Top of Selected excerpt
Originally published by our sister publication Pain Medicine News
Evidence from a new study suggests that artificial intelligence can aid clinicians, with and without expertise, in effectively utilizing patients’ drawings to predict headache surgery outcomes.
Patients’ drawings of pain have been shown to help predict poor outcomes in headache surgery. However, interpreting these drawings requires training and experience that many nonspecialized clinicians lack.
The study included 131 headache surgery patients (77% female, mean age, 46.4 years) (Plast Reconstr Surg 2023;151[2]:405-411). Researchers trained a random forest machine learning algorithm on pain drawings provided prospectively by each of the patients prior to trigger-site deactivation surgery. They selected 24 features to describe the anatomic distribution of pain on each drawing for interpretation by the algorithm.
After an initial pain drawing and a Migraine Headache Index (MHI) score was recorded, study participants underwent trigger-site deactivation surgery for headaches. Trigger sites included the greater occipital nerve (73.3%), supraorbital and supratrochlear nerves (48.9%), zygomaticotemporal nerve (31.3%), lesser occipital nerve (15.3%), and auriculotemporal nerve (7.6%). Mean follow-up was 13.7 months.
The researchers stated the algorithm weighted diffuse pain, facial pain and pain at the vertex as strong predictors for poor surgical outcomes.
The algorithm was consistently more accurate than trained clinical evaluators (TCEs) at correctly predicting patients’ responses to surgery. AI was most effective at predicting if a surgery was likely to have a poor outcome, defined as less than a 20% improvement in a patient’s MHI score. The algorithm had a higher predictive accuracy for poor surgical outcomes at 94% compared with the accuracy of TCEs at 79%.
AI’s rate of accuracy was also higher (91%) compared with the accuracy of TCEs (82%) when predicting more than 50% improvement in a patient’s MHI score (P<0.05). The predictive accuracy was similar when predicting more than 80% improvement in a patient’s MHI score (84% and 82%, respectively; P<0.05).
According to the researchers, diffuse pain, pain at atypical sites and facial pain were strong predictors of poor surgical outcomes.
“Patients diagnosed with migraines and headaches can suffer from nerve pain. It is important to recognize nerve pain, as patients may benefit from nerve decompression surgery. AI may help us screen patients for this surgery,” said researcher Lisa Gfrerer MD, PhD, an assistant professor of surgery at Weill Cornell Medicine, in New York City. “Larger scale clinical testing has to be done in order to verify our findings.”
—Myles Starr
Gfrerer reported no relevant financial disclosures.
Bottom of Selected excerpt
Top of Dataset content
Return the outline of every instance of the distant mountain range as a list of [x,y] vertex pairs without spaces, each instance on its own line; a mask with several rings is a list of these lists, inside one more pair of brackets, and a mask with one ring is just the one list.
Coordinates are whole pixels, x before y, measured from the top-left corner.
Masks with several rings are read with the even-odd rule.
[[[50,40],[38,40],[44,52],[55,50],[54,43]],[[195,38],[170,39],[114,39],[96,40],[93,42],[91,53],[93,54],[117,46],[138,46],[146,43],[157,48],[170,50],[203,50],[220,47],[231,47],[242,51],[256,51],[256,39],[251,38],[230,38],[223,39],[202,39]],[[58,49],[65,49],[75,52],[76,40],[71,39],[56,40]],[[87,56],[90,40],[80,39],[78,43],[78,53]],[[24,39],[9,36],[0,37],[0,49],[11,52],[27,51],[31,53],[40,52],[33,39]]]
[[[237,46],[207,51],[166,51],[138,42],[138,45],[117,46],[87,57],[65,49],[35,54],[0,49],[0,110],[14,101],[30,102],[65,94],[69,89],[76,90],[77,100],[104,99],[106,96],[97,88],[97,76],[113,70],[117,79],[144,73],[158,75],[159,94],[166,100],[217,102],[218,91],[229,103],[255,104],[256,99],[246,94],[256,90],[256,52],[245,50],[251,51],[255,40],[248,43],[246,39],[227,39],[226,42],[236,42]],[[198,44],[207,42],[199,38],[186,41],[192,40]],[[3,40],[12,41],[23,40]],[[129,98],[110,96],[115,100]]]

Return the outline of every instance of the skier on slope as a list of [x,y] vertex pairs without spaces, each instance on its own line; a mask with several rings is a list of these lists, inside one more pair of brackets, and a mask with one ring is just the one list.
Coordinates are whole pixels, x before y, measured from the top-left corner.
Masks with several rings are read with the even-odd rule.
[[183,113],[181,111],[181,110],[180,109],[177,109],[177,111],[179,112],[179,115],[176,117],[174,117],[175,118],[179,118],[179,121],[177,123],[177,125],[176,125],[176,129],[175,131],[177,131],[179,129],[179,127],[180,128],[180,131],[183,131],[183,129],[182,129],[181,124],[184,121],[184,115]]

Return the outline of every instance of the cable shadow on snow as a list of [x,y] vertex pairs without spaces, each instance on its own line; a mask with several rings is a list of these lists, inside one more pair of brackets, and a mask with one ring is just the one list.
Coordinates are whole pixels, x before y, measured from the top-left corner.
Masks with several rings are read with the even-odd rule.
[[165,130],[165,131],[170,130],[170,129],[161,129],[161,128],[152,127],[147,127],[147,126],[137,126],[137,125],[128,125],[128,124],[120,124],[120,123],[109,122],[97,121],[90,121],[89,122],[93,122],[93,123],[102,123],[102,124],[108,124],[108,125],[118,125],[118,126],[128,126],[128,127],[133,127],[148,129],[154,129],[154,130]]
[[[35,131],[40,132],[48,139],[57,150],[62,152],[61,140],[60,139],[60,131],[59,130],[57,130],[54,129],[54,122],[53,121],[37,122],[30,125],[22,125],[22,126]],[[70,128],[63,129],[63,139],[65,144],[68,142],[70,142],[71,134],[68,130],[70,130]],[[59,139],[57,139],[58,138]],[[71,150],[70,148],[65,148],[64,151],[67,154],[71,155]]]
Bottom of Dataset content
_Task requirements_
**a)** In the article on AI and headache surgery above, rewrite the paragraph beginning "After an initial pain drawing" as a short bulleted list that keeps its main facts.
**b)** Using the article on AI and headache surgery above, answer each question briefly:
(i) How many headache surgery patients were in the study?
(ii) How was a poor surgical outcome defined?
(iii) When predicting more than 50% improvement in MHI score, what accuracy did the algorithm reach, and what accuracy did the trained clinical evaluators reach?

_Task-by-task results_
**a)**
- Before surgery, each participant provided an initial pain drawing and a Migraine Headache Index (MHI) score.
- Participants then had trigger-site deactivation surgery for headaches.
- Trigger sites:
  - greater occipital nerve (73.3%)
  - supraorbital and supratrochlear nerves (48.9%)
  - zygomaticotemporal nerve (31.3%)
  - lesser occipital nerve (15.3%)
  - auriculotemporal nerve (7.6%)
- Mean follow-up was 13.7 months.

**b)**
(i) 131 patients.
(ii) Less than a 20% improvement in the patient's MHI score.
(iii) The algorithm reached 91%, and the trained clinical evaluators reached 82%.